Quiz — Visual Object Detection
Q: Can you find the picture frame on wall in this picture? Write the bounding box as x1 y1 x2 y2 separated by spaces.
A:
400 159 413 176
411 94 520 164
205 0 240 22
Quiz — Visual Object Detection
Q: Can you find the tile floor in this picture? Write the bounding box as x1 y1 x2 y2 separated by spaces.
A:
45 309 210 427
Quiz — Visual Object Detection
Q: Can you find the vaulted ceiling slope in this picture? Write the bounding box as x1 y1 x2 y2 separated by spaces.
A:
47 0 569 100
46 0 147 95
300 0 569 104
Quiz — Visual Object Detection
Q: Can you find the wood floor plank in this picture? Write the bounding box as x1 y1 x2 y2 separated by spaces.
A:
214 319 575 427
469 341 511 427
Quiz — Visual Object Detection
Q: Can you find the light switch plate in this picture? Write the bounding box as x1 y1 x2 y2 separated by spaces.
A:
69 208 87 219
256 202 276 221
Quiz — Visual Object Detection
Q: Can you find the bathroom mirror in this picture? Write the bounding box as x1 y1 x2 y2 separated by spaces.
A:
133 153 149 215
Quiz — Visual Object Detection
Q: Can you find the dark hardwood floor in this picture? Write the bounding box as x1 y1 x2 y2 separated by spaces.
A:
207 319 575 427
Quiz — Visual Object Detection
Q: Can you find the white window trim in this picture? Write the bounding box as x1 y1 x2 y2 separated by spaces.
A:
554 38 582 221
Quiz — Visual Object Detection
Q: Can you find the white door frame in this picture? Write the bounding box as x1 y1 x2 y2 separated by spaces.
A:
- - - - -
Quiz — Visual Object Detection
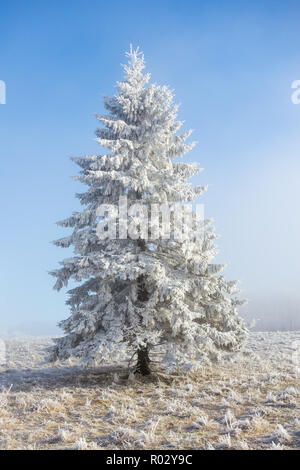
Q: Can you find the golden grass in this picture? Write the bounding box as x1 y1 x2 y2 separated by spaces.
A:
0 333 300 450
- - - - -
** EXERCISE OBJECTIVE **
Extract every line of the material that contains the word "floor", matching case exactly.

** OUTPUT FOR THIS TASK **
Q: Can you find the tile floor in this picture? Write the bounding box as x1 y1 x2 y2 separated by spaces.
Q: Can you find the wood floor plank in this picture? Write the bounding box as x1 y1 x2 y2 separated by spaces.
Q: Can you find the dark hardwood floor in this picture? Write the bounding box as x1 y1 x2 y2 separated by spaces.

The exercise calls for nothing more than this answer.